Task objective: Which rows below contain the string "sign"? Pull out each of those rows in full, and count a match only when the case is the same.

-------- Exercise material --------

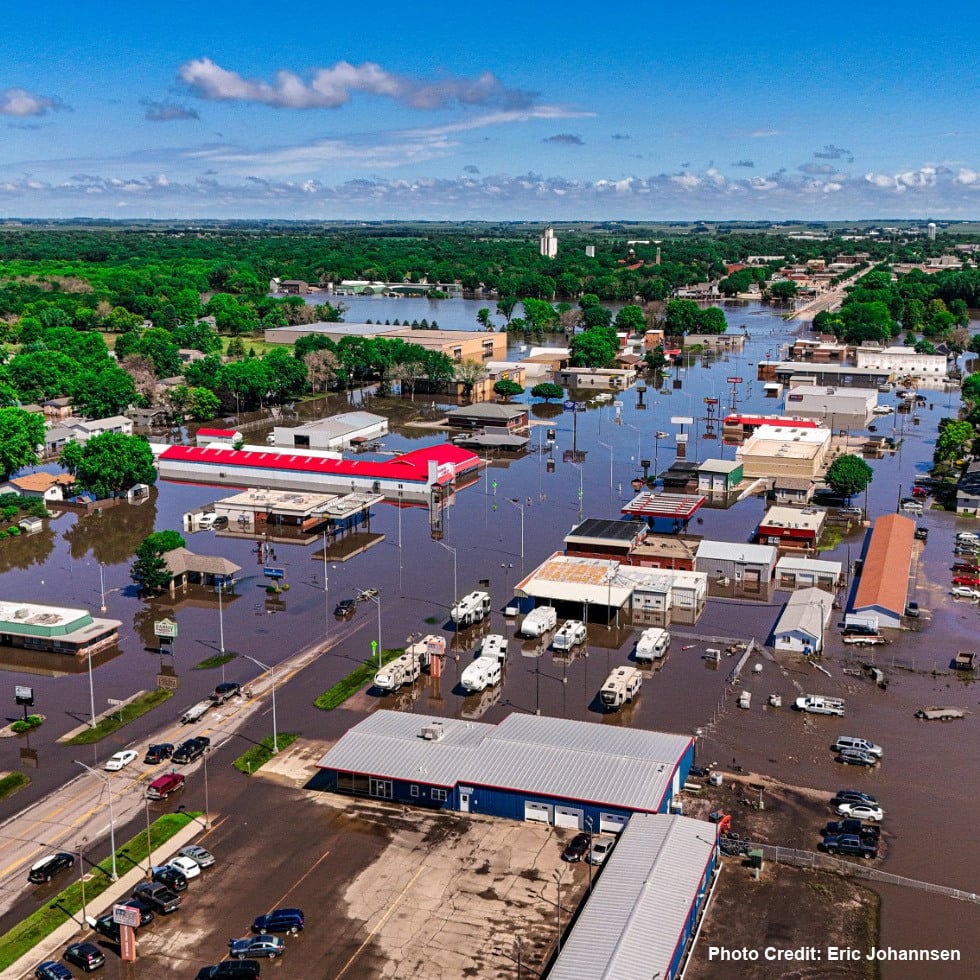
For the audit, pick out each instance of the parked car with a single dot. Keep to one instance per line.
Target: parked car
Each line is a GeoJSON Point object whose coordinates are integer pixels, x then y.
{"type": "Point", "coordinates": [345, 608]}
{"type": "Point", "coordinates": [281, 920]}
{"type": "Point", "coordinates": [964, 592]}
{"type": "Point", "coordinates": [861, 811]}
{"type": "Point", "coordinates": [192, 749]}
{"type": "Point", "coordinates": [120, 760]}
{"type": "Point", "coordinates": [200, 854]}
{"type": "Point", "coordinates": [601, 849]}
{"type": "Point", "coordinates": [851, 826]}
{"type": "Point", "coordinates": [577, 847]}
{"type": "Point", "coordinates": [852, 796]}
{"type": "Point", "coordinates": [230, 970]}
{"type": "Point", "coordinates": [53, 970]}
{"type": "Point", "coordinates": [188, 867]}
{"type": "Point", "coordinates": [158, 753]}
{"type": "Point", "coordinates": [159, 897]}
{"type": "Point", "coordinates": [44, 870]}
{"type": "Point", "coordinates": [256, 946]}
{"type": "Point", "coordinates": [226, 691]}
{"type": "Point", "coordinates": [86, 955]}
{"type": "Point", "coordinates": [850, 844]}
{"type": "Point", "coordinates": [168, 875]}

--------
-------- Exercise material --------

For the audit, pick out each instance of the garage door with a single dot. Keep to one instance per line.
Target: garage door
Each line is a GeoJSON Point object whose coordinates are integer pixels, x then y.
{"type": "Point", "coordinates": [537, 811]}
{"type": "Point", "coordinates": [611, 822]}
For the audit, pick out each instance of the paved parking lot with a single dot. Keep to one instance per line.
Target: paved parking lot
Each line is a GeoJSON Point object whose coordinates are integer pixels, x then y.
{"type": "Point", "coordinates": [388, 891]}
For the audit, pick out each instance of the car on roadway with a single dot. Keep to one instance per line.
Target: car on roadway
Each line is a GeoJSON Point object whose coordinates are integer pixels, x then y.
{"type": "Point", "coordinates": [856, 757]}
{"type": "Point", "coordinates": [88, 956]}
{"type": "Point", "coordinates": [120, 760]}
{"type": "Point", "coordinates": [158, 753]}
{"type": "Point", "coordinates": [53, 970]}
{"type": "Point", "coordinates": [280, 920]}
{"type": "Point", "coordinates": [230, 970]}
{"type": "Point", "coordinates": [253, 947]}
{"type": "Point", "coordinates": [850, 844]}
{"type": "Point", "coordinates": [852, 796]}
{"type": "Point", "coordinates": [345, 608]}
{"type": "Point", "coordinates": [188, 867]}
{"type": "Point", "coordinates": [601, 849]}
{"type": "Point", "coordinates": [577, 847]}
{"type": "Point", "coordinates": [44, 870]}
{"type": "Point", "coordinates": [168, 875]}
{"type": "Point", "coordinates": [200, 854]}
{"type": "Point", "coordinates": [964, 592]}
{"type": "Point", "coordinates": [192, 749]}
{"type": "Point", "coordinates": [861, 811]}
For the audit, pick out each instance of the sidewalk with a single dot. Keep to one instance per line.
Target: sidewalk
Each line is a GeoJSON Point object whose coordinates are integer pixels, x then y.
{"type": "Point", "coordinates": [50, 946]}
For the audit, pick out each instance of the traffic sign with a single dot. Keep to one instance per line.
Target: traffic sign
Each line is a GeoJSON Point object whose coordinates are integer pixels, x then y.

--------
-------- Exercise material --------

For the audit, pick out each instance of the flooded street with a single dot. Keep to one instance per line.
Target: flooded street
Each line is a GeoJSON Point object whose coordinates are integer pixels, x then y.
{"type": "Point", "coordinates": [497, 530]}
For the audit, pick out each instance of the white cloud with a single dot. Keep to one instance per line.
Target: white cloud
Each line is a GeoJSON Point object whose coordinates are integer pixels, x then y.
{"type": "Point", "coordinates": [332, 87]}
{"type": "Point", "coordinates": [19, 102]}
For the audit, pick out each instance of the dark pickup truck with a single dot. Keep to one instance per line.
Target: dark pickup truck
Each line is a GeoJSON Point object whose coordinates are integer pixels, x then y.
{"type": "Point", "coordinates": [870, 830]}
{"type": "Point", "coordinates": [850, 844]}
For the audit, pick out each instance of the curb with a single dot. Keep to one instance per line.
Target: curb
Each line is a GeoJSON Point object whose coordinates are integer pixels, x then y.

--------

Solved exercise:
For the audit, pick out each instance of the traffic sign with a single dot. Keep to one instance per line.
Target: traffic sign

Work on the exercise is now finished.